[Image location labeling entries]
+++

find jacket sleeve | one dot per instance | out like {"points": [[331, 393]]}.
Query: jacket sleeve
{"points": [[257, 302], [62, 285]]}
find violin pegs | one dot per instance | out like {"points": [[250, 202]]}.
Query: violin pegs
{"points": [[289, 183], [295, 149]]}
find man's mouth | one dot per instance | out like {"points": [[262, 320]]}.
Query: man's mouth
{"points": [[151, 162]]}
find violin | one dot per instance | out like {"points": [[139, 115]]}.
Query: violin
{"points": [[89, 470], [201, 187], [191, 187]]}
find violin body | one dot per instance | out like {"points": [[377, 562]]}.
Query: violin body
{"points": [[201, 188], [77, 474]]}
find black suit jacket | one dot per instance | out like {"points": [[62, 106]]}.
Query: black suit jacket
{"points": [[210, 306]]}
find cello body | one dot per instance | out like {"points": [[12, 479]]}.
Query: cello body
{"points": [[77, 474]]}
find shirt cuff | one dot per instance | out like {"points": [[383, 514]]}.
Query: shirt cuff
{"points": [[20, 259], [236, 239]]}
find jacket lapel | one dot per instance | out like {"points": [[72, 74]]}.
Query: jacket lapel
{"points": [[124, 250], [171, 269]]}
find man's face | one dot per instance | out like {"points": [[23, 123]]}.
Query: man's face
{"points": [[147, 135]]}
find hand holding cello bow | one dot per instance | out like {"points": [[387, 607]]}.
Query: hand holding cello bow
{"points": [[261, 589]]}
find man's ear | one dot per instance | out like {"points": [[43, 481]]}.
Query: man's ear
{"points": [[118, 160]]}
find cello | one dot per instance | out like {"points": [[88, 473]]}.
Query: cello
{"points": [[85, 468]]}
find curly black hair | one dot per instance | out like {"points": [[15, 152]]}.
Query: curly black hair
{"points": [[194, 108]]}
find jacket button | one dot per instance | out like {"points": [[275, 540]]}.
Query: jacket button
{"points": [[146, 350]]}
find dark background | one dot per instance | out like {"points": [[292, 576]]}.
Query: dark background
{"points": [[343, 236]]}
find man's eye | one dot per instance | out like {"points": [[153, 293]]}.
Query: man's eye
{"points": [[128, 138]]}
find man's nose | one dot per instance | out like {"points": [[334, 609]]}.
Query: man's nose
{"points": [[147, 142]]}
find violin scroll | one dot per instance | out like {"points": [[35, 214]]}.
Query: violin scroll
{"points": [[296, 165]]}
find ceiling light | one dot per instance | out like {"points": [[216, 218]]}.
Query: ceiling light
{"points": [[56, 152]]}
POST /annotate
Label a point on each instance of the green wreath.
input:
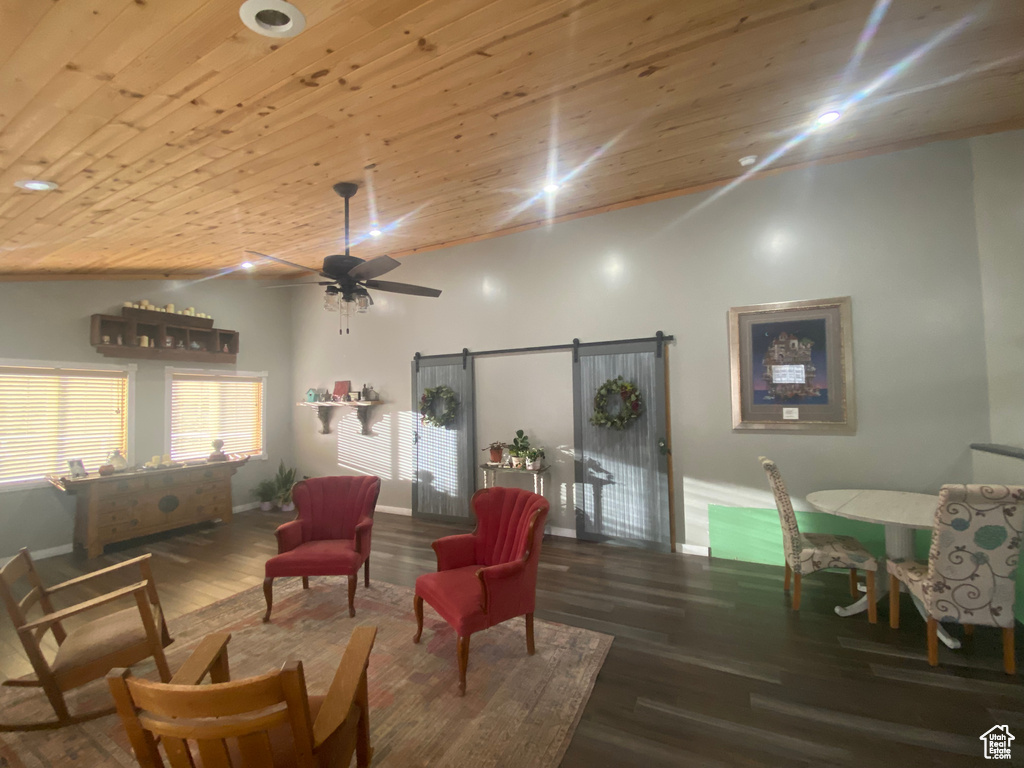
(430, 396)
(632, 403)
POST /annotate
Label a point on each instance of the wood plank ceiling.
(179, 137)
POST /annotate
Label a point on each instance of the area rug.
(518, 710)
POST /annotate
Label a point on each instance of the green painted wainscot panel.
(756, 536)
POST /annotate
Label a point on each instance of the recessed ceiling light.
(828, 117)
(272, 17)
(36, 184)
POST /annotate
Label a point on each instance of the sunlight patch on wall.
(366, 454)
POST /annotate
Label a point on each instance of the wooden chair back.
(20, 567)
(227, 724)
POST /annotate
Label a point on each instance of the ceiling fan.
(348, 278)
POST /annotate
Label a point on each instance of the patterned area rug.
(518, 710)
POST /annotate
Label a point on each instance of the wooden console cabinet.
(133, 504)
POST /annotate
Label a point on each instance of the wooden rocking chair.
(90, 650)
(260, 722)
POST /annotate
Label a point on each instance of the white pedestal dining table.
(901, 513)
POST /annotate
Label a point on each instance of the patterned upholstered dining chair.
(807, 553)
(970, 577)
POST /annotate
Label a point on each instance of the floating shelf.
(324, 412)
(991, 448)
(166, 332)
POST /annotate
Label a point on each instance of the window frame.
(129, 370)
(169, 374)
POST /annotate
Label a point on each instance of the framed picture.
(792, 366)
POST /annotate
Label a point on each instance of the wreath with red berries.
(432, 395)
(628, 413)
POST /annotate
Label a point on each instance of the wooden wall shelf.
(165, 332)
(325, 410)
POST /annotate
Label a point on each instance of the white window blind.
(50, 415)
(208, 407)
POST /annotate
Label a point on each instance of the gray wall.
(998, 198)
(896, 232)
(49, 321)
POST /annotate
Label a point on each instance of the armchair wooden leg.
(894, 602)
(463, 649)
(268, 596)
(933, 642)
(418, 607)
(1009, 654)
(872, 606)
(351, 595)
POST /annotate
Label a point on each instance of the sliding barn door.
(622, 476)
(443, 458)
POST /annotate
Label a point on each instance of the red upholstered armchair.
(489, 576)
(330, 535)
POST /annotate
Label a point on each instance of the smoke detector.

+++

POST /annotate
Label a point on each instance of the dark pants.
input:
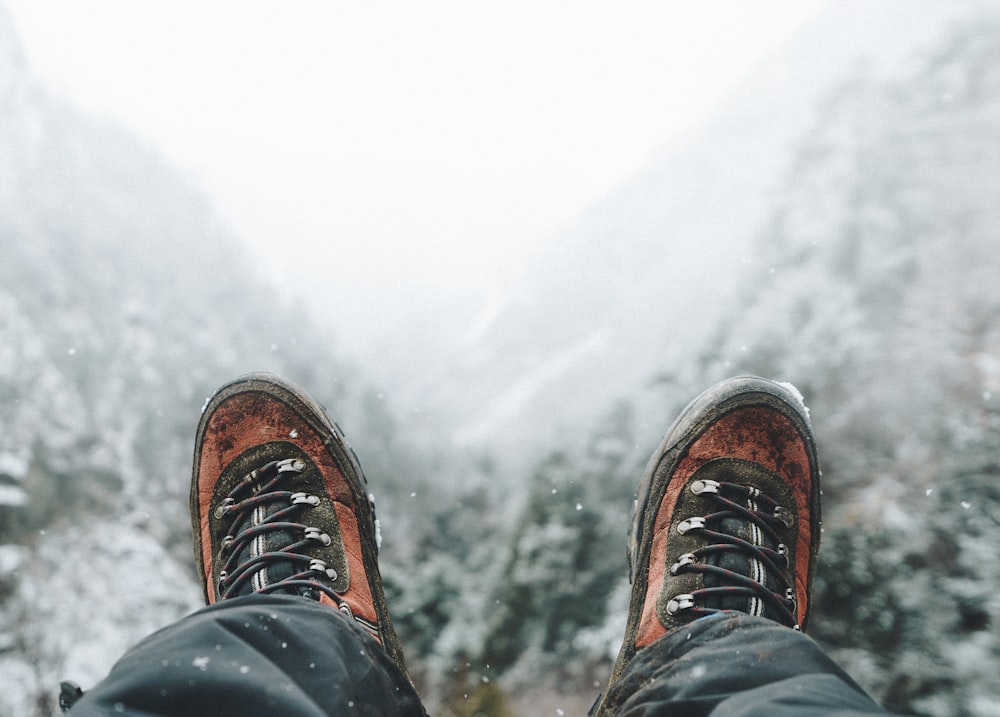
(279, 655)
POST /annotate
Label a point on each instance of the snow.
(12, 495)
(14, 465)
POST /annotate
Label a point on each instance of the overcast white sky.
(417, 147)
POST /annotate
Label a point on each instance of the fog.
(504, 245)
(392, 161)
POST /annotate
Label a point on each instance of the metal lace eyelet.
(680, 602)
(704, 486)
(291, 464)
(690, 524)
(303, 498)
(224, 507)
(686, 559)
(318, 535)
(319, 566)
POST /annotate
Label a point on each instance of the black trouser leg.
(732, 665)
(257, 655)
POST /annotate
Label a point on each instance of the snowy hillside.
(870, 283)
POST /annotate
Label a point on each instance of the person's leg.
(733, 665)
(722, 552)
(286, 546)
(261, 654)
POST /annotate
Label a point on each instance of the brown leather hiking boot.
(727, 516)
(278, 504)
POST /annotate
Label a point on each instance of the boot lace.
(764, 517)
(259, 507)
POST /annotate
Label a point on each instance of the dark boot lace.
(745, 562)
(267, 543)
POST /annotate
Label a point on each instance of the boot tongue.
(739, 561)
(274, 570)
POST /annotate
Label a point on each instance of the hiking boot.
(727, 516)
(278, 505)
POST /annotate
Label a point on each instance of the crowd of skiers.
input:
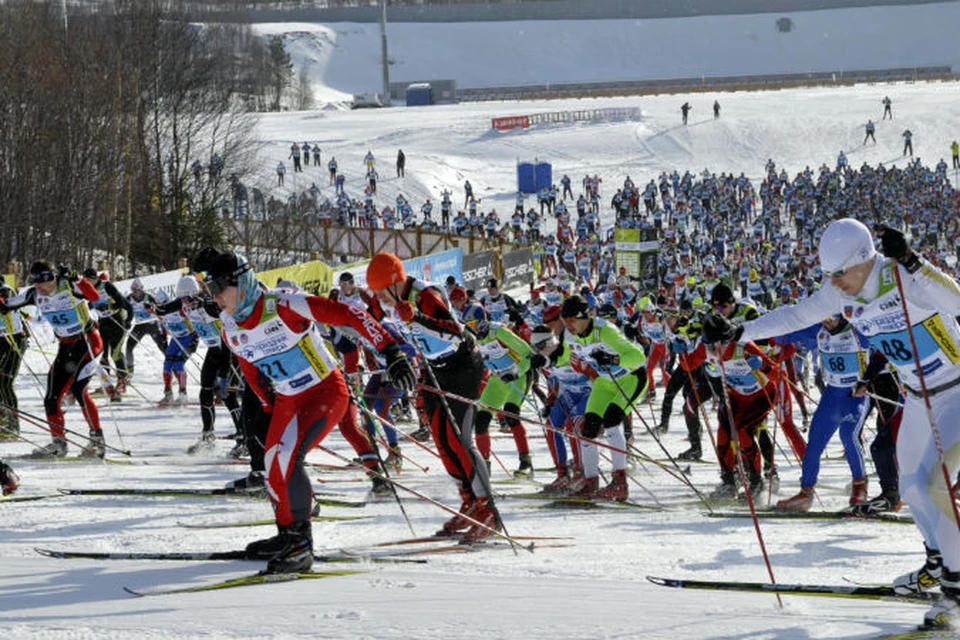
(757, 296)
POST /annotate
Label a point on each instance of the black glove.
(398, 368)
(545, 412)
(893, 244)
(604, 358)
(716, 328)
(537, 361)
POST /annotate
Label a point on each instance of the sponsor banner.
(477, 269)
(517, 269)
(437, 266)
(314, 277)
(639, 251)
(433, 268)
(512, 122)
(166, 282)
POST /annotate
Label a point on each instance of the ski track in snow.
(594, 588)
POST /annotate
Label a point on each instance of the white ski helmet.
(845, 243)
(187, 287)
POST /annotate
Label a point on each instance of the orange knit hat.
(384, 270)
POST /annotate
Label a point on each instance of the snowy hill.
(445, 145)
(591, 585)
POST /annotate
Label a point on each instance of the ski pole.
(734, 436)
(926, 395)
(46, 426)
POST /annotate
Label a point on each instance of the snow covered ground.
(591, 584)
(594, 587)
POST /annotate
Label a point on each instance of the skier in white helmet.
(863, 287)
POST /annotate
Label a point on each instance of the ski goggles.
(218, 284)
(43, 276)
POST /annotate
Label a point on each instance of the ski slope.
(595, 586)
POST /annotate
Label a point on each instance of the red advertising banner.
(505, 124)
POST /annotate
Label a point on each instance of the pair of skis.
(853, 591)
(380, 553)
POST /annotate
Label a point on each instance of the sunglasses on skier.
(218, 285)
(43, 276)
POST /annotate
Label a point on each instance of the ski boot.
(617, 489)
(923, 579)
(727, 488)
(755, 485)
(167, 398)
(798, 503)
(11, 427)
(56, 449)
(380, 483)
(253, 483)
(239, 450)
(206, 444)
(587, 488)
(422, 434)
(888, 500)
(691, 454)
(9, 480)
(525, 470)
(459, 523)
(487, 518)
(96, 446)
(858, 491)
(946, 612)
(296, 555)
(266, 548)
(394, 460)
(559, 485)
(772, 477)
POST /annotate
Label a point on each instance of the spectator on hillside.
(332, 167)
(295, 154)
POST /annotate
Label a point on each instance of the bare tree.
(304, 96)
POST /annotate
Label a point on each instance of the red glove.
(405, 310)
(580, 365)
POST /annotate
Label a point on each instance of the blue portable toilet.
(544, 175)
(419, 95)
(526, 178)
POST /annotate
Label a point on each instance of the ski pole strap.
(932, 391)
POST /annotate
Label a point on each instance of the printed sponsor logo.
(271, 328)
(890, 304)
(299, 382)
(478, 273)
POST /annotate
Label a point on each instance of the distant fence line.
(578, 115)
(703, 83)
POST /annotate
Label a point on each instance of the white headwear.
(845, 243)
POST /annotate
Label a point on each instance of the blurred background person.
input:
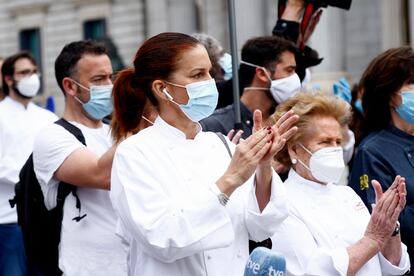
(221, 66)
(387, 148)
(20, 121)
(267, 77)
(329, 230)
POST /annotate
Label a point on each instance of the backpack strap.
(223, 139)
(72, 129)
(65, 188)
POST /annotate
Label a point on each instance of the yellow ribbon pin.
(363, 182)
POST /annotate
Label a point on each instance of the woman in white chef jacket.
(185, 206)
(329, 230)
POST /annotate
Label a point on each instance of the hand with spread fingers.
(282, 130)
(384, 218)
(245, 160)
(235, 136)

+++

How many lines in the data above contain the string "button"? Reply with the number alone.

=== THE SOLUTION ===
2